── Information supplied ──

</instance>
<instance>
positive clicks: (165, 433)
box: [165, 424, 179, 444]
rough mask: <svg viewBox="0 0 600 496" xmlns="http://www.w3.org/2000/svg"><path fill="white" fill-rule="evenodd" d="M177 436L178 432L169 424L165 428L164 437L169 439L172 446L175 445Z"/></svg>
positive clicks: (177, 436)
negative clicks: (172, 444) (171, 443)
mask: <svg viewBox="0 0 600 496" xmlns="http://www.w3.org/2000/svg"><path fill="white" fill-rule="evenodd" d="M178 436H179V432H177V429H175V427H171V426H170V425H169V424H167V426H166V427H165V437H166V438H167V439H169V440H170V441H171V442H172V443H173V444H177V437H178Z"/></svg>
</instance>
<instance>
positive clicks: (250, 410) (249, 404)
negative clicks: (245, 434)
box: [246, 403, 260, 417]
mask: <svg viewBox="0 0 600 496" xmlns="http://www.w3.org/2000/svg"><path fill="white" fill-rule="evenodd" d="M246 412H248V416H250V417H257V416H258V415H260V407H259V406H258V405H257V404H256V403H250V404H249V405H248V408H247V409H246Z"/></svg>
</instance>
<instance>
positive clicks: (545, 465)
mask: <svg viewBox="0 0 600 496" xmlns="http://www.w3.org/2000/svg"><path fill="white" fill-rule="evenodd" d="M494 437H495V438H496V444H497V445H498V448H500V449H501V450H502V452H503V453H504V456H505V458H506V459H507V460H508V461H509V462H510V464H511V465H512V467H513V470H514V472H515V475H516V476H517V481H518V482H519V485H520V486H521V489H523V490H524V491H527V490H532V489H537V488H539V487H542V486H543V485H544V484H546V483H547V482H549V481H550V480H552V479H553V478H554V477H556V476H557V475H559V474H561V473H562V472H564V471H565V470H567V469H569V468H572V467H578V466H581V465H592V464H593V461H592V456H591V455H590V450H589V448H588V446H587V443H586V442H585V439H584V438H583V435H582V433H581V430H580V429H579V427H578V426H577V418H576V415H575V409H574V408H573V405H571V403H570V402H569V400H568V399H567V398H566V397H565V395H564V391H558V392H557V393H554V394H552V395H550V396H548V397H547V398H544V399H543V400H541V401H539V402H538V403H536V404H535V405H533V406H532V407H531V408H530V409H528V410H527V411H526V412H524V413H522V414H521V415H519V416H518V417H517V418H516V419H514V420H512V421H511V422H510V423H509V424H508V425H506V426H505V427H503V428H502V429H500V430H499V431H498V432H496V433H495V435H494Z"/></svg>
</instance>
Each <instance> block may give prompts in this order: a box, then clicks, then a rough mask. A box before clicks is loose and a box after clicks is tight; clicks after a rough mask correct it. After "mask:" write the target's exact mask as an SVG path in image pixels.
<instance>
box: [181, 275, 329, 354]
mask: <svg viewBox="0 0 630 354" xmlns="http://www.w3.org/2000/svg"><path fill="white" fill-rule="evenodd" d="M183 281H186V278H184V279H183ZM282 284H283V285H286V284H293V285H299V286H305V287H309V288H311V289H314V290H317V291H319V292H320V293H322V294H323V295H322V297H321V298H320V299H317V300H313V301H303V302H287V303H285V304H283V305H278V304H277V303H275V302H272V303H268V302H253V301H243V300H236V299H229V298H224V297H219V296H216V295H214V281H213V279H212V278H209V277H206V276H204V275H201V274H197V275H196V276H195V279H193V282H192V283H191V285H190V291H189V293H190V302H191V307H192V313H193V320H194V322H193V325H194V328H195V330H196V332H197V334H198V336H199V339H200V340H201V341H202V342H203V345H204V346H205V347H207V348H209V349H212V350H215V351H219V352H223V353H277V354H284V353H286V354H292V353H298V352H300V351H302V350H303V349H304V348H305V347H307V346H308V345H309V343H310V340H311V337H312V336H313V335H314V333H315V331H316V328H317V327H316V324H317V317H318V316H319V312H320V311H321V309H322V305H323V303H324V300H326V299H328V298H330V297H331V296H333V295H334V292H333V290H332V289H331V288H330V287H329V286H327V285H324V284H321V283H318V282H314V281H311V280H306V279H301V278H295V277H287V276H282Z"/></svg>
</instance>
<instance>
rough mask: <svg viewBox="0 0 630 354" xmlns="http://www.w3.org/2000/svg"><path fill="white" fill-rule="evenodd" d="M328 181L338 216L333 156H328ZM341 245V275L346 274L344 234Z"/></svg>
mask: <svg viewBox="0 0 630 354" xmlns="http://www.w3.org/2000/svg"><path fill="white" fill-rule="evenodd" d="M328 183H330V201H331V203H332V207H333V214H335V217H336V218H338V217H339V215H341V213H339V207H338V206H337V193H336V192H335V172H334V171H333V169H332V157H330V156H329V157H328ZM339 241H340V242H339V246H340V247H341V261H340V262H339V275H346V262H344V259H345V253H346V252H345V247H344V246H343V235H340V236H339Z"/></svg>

───

From the first line to the last, transcribe the data exactly.

* Solution below:
</instance>
<instance>
positive clicks: (165, 433)
box: [165, 424, 179, 444]
rough mask: <svg viewBox="0 0 600 496" xmlns="http://www.w3.org/2000/svg"><path fill="white" fill-rule="evenodd" d="M177 436L178 432L169 424L165 428L164 437L169 439L172 446L175 445Z"/></svg>
positive clicks: (177, 436)
negative clicks: (172, 444) (171, 443)
mask: <svg viewBox="0 0 600 496" xmlns="http://www.w3.org/2000/svg"><path fill="white" fill-rule="evenodd" d="M178 436H179V432H177V429H175V427H171V426H170V425H169V424H167V426H166V427H165V437H166V438H167V439H169V440H170V441H171V442H172V443H173V444H177V437H178Z"/></svg>
</instance>
<instance>
positive clicks: (250, 410) (249, 404)
negative clicks: (245, 434)
box: [246, 403, 260, 417]
mask: <svg viewBox="0 0 600 496" xmlns="http://www.w3.org/2000/svg"><path fill="white" fill-rule="evenodd" d="M246 412H248V416H250V417H257V416H258V415H260V407H259V406H258V405H257V404H256V403H250V404H249V405H248V408H247V409H246Z"/></svg>
</instance>
<instance>
positive clicks: (545, 465)
mask: <svg viewBox="0 0 600 496" xmlns="http://www.w3.org/2000/svg"><path fill="white" fill-rule="evenodd" d="M494 437H495V438H496V444H497V445H498V448H500V449H501V450H502V452H503V453H504V456H505V458H506V459H507V460H508V461H509V462H510V464H511V465H512V467H513V470H514V472H515V475H516V476H517V481H518V482H519V485H520V486H521V489H523V490H524V491H527V490H532V489H537V488H539V487H542V486H543V485H544V484H546V483H547V482H549V481H550V480H552V479H553V478H554V477H556V476H557V475H559V474H561V473H562V472H564V471H565V470H567V469H569V468H572V467H578V466H581V465H592V464H593V461H592V456H591V455H590V450H589V448H588V446H587V443H586V442H585V439H584V438H583V435H582V433H581V430H580V429H579V427H578V426H577V418H576V415H575V409H574V408H573V405H571V403H570V402H569V400H568V399H567V398H566V397H565V395H564V391H558V392H557V393H554V394H552V395H550V396H548V397H547V398H544V399H543V400H541V401H539V402H538V403H536V404H535V405H533V406H532V407H531V408H530V409H528V410H527V411H526V412H524V413H522V414H521V415H519V416H518V417H517V418H516V419H514V420H512V421H511V422H510V423H509V424H508V425H506V426H505V427H503V428H502V429H500V430H499V431H498V432H496V433H495V435H494Z"/></svg>
</instance>
Each <instance> block may give prompts in this order: a box, then clicks, then a rough mask. A box before clicks is loose and a box after clicks is tight; clicks after a rough mask correct it. After "mask:" write the target's exact mask as an SVG path in image pixels.
<instance>
box: [181, 275, 329, 354]
mask: <svg viewBox="0 0 630 354" xmlns="http://www.w3.org/2000/svg"><path fill="white" fill-rule="evenodd" d="M183 281H186V278H184V279H183ZM282 284H283V285H286V284H293V285H299V286H305V287H309V288H311V289H314V290H317V291H319V292H320V293H322V294H323V295H322V297H321V298H320V299H317V300H313V301H303V302H287V303H285V304H283V305H278V304H277V303H275V302H272V303H268V302H253V301H243V300H236V299H229V298H224V297H219V296H216V295H214V281H213V279H212V278H209V277H206V276H204V275H201V274H197V275H196V276H195V279H193V282H192V283H191V285H190V291H189V293H190V302H191V307H192V313H193V320H194V322H193V325H194V328H195V330H196V332H197V334H198V336H199V339H200V340H201V341H202V342H203V345H204V346H205V347H207V348H209V349H212V350H215V351H219V352H223V353H277V354H284V353H286V354H292V353H298V352H300V351H302V350H303V349H304V348H305V347H307V346H308V345H309V343H310V340H311V337H312V336H313V335H314V333H315V331H316V328H317V327H316V324H317V317H318V316H319V312H320V311H321V309H322V305H323V303H324V300H326V299H328V298H330V297H331V296H333V295H334V292H333V290H332V289H331V288H330V287H329V286H327V285H324V284H321V283H318V282H314V281H311V280H306V279H301V278H295V277H287V276H282Z"/></svg>
</instance>
<instance>
rough mask: <svg viewBox="0 0 630 354" xmlns="http://www.w3.org/2000/svg"><path fill="white" fill-rule="evenodd" d="M328 181L338 216L333 156H328ZM341 245V275L346 274L344 234Z"/></svg>
mask: <svg viewBox="0 0 630 354" xmlns="http://www.w3.org/2000/svg"><path fill="white" fill-rule="evenodd" d="M328 183H330V201H331V203H332V207H333V214H335V217H336V218H338V217H339V215H341V213H339V207H338V206H337V193H336V192H335V172H334V171H333V169H332V157H330V156H329V157H328ZM339 241H340V242H339V246H340V247H341V261H340V262H339V275H346V262H344V259H345V253H346V252H345V247H344V246H343V235H340V236H339Z"/></svg>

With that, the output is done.